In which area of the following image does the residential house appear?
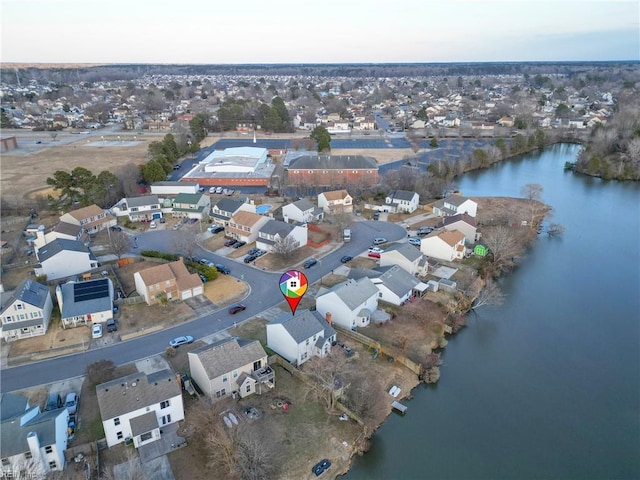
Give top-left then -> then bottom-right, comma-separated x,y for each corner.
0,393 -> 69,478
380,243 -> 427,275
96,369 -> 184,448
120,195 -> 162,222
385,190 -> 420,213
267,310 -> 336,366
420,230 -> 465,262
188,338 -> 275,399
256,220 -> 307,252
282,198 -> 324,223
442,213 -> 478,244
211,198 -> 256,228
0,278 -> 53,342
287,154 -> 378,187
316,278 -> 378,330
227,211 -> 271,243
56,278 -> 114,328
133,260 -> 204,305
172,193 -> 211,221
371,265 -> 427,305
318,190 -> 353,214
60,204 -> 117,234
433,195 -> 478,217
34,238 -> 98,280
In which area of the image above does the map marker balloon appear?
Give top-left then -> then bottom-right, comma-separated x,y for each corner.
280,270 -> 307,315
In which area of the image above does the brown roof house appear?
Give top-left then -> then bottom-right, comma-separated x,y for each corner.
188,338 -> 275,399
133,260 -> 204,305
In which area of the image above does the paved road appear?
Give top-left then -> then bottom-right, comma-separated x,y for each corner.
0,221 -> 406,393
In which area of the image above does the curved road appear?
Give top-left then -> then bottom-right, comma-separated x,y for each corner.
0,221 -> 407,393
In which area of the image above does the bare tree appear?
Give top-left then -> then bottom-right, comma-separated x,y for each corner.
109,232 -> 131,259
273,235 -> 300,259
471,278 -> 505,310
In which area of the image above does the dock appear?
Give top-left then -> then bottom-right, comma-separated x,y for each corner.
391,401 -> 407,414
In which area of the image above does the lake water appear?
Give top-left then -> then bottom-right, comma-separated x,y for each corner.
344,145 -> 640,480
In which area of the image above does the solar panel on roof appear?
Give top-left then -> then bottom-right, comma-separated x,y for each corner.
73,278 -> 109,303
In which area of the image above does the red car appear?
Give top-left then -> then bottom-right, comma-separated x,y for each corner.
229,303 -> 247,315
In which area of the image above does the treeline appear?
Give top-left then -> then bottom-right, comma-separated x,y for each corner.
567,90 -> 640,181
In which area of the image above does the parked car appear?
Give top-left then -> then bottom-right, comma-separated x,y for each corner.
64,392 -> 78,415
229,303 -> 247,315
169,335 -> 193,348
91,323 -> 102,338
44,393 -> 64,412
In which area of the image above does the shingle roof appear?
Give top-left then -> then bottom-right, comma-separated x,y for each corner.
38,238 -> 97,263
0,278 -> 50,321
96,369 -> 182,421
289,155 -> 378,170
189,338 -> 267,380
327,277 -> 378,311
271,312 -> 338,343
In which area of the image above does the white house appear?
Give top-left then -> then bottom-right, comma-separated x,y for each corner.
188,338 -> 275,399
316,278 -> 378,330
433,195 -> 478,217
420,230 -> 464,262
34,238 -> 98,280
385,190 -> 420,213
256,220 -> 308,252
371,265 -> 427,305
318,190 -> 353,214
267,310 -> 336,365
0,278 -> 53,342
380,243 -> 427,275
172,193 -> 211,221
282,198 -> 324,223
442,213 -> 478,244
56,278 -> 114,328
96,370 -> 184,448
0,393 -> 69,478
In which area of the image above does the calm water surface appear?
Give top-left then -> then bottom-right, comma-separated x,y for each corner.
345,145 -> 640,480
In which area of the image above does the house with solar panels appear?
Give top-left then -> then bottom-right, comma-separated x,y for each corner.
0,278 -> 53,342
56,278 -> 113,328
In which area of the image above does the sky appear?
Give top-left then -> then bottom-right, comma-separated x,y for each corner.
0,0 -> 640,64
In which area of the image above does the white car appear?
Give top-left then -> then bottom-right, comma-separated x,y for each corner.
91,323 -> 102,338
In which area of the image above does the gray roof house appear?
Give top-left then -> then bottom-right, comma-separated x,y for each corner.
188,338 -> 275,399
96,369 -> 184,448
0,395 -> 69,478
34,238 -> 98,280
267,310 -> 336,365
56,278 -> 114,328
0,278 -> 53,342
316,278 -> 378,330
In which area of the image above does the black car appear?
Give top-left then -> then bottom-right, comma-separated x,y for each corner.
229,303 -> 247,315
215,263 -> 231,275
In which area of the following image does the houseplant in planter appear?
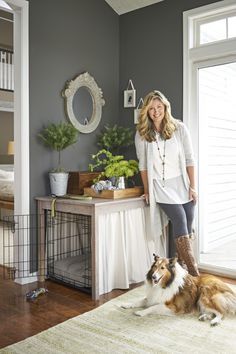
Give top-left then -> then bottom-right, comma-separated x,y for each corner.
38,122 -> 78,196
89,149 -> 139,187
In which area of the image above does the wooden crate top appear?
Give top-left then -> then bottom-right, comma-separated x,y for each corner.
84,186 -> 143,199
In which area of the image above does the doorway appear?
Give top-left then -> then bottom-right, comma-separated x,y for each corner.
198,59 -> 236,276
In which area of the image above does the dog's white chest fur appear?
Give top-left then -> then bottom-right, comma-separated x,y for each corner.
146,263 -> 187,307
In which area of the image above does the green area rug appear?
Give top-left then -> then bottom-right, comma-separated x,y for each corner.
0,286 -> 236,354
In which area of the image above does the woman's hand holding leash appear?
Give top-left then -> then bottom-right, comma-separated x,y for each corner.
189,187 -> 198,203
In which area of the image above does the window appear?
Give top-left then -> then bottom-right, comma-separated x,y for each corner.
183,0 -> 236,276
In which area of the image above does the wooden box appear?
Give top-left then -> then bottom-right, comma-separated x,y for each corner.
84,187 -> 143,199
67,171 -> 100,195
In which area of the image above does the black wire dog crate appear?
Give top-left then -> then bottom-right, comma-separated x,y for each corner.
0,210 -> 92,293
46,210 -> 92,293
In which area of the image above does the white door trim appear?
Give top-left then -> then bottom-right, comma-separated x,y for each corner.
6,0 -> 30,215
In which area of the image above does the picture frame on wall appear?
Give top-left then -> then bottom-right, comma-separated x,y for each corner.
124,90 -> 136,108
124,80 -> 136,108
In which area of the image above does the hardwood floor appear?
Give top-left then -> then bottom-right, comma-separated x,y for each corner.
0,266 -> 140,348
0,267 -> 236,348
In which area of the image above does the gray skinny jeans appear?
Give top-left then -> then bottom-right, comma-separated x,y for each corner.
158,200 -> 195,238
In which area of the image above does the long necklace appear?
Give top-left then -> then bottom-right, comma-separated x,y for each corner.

▶ [Given exercise]: Rewrite all the lines above with "comma-separated" changed to "comma-delimited" wherever it occurs, keeping everything else the same and leaving out the pictures.

▶ [Solved problem]:
In which area of the following image does the residential house appear?
Give top-left then -> then bottom-right, comma-delimited x,y for each corner.
0,393 -> 69,478
380,243 -> 427,275
96,369 -> 184,448
120,195 -> 162,222
385,190 -> 420,213
267,310 -> 336,366
420,230 -> 465,262
188,338 -> 275,399
256,220 -> 307,252
282,198 -> 324,223
442,213 -> 478,244
211,198 -> 256,228
0,278 -> 53,342
287,154 -> 378,187
316,278 -> 378,330
227,211 -> 271,243
56,278 -> 114,328
133,260 -> 204,305
172,193 -> 211,221
371,265 -> 427,305
318,190 -> 353,214
60,204 -> 117,234
433,195 -> 478,217
34,238 -> 98,280
In which area of the image above does the map marker balloon appear?
Give top-left then -> then bottom-right, comma-delimited x,y for each corner.
280,270 -> 307,315
In which area of the image above does the brown roof house appear?
Give top-left then -> then bottom-right, comma-delimited x,y for each corner.
188,338 -> 275,399
133,260 -> 204,305
In which area of the image above does the paved road appear?
Give top-left then -> then bottom-right, comma-delimited x,y for each corner.
0,221 -> 406,393
In which area of the image above does the curved road appear?
Give top-left then -> then bottom-right, comma-delimited x,y for each corner.
0,221 -> 407,393
In which area of the image above does the bare tree appear?
Give top-left then -> then bottom-right, comma-delimited x,y for each corner.
109,232 -> 131,259
273,235 -> 300,259
471,278 -> 505,310
In which area of the image above does the dock appear?
Give top-left then -> then bottom-right, comma-delimited x,y for each corner.
391,401 -> 407,414
In which area of the image above does the lake water appear?
Give top-left then -> then bottom-right, comma-delimited x,y for each corner.
344,145 -> 640,480
In which area of the image above does the solar panel on roof appear?
Give top-left then -> then bottom-right, comma-delimited x,y for each corner.
73,278 -> 109,303
In which area of the image above does the red car appear?
Give top-left then -> then bottom-right, comma-delimited x,y for each corner.
229,303 -> 247,315
In which area of the image above does the treeline appear?
Give top-left then -> then bottom-right, comma-delimited x,y for each corner.
567,90 -> 640,181
In which area of the image above does the parked car appear?
Give top-left then -> then bottom-right, comma-delimited x,y for each corner.
64,392 -> 78,415
229,303 -> 247,315
169,335 -> 193,348
91,323 -> 102,338
44,393 -> 64,412
In which area of the image above does the shingle roof appear?
Give top-left then -> then bottom-right, comma-delimited x,y for each corner.
38,238 -> 97,263
0,278 -> 50,321
96,369 -> 182,421
289,155 -> 378,170
189,338 -> 267,380
327,277 -> 378,311
271,312 -> 338,343
In which area of the image above does the white house appear?
Give top-left then -> then bottom-right, comma-delimited x,y for each corner.
188,338 -> 275,399
316,278 -> 378,330
433,195 -> 478,217
420,230 -> 464,262
34,238 -> 98,280
385,190 -> 420,213
256,220 -> 308,252
371,265 -> 427,305
318,190 -> 353,214
267,310 -> 336,365
0,278 -> 53,342
380,243 -> 427,275
172,193 -> 211,221
282,198 -> 324,223
442,213 -> 478,244
56,278 -> 114,328
96,370 -> 184,448
0,393 -> 69,478
In which area of the image above does the calm water surface appear?
Give top-left then -> then bottom-right, comma-delimited x,y for each corner.
345,145 -> 640,480
In which area of the image above does the house with solar panels appear?
Give top-left then -> then bottom-right, comma-delimited x,y for each corner.
0,278 -> 53,342
56,278 -> 113,328
In which area of the image above does the sky appear?
Give top-left then -> then bottom-right, comma-delimited x,y for each corner.
0,0 -> 640,64
In which area of the image above does the white car appear?
Give top-left then -> then bottom-right, comma-delimited x,y for each corner.
91,323 -> 102,338
In which area of the image above does the gray roof house appear?
Give top-left then -> then bottom-right, comma-delimited x,y for each corner.
188,338 -> 275,399
96,369 -> 184,448
0,395 -> 69,478
34,238 -> 98,280
267,310 -> 336,365
56,278 -> 114,328
0,278 -> 53,342
316,278 -> 378,330
In which area of the image above does the black car appear?
Give top-left then -> then bottom-right, comma-delimited x,y for each corner.
229,303 -> 247,315
215,263 -> 231,275
In which area of the following image does the houseplant in planter appear?
Give top-left then -> then bottom-right, comma-delimited x,y for each corner.
38,122 -> 78,196
89,149 -> 139,187
In which area of the image above does the wooden crate top appear?
Give top-left then -> then bottom-right, comma-delimited x,y for each corner.
84,186 -> 143,199
In which area of the image above does the doorway appear?
Give top-left then -> then bottom-right, comma-delimited x,y for each corner.
198,59 -> 236,276
In which area of the image above does the dog's white chest fur appear?
Give top-left then -> then bottom-right, comma-delimited x,y for each corner.
146,263 -> 187,307
In which area of the image above does the green area rug appear?
Give top-left then -> then bottom-right, comma-delimited x,y for each corner.
0,286 -> 236,354
In which area of the image above does the woman's hand holding leash appear?
Give top-left then -> then bottom-right, comma-delimited x,y for each corner.
189,187 -> 198,203
In which area of the image above does the window appear?
Give top-left then -> then bottom-right, comma-delimited x,y for each corner.
183,0 -> 236,276
In which area of the image above does the wooden box appear?
Give top-left then -> then bottom-right, comma-delimited x,y for each corner.
84,187 -> 143,199
67,171 -> 100,195
In which area of the image above does the black wire dog crate appear?
Give top-left then -> then bottom-right, comma-delimited x,y for each corner.
0,210 -> 92,293
46,210 -> 92,293
In which area of the image above does the white door trim appear?
Give top-left then -> then bottom-right, comma-delimited x,y for each corner.
6,0 -> 30,215
In which area of the image above does the picture frame on wall appear?
Give top-left then -> then bottom-right, comma-delimited x,y for each corner.
124,90 -> 136,108
124,80 -> 136,108
In which area of the image above does the hardwood floor appear?
Give top-left then -> then bottom-right, comma-delimited x,y for each corner.
0,266 -> 140,348
0,267 -> 236,348
In which area of the image above does the gray skinny jeans appear?
Give top-left then -> then bottom-right, comma-delimited x,y for each corner.
158,200 -> 195,238
In which area of the image above does the long necklace appear?
Give top-left then -> then bottom-right, comma-delimited x,y for each corner.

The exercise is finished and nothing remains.